_PROBLEM:_ Could you reproduce verbatim the lines starting with the one containing "For every instance of the long" and continuing through the final line below, and output nothing else?

________________________________________

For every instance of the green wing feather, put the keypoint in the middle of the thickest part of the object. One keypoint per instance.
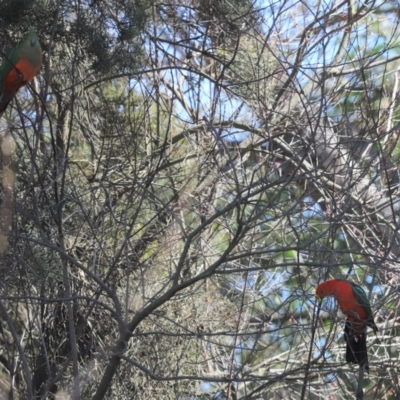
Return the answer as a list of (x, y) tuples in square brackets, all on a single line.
[(8, 63)]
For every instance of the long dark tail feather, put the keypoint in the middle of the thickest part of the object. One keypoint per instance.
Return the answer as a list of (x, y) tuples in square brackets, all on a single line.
[(356, 348)]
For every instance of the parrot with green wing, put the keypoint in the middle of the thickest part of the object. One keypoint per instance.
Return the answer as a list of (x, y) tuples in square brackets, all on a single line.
[(355, 304), (19, 67)]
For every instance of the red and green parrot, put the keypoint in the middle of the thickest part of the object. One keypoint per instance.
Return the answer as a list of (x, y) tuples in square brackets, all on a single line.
[(19, 67), (354, 303)]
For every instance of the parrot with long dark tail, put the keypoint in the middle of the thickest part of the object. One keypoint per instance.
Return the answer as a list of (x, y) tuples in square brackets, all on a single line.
[(355, 304)]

________________________________________

_RESULT OF THE TASK:_
For every instance of the long dark tail feather, put the keypoint in the middle of the thickest part of the object. One keypoint per instance.
Return the answer as a list of (x, y) tuples in square brackets, all on a single line.
[(356, 348)]
For every instance of the parrot with green wing, put the keypoint in the middle of the thickest part of the object. One keypoint per instance.
Return the answer as a list of (x, y) tuples in square brackets, all on a single line.
[(355, 304), (19, 67)]
For every instance of the red and green parrot, put the keypoint in the middle of the thickest part of the object. One keypoint per instance.
Return the answer as a list of (x, y) tuples in square brackets, all on a single line.
[(19, 67), (354, 303)]
For every instance of the parrot with long dark tail, put the keypoint in the middle of the thickest part of the object. One keypoint per instance.
Return the answer as a list of (x, y) tuples in square brackets, all on a single line.
[(355, 304)]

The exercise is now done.